══ DATA EXCERPTS
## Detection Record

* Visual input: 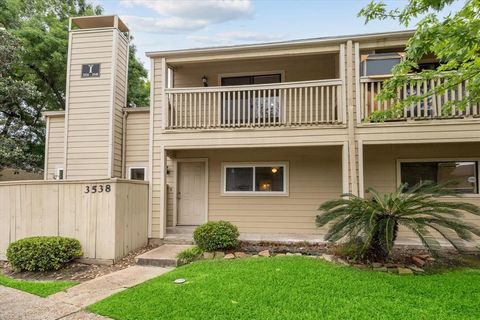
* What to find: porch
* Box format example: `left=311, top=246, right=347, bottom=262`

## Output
════
Please reproduce every line of the entries above word for word, leaving out the pictures.

## Detection Record

* Visual input: 
* What to find: porch
* Box format example: `left=311, top=246, right=347, bottom=262`

## Output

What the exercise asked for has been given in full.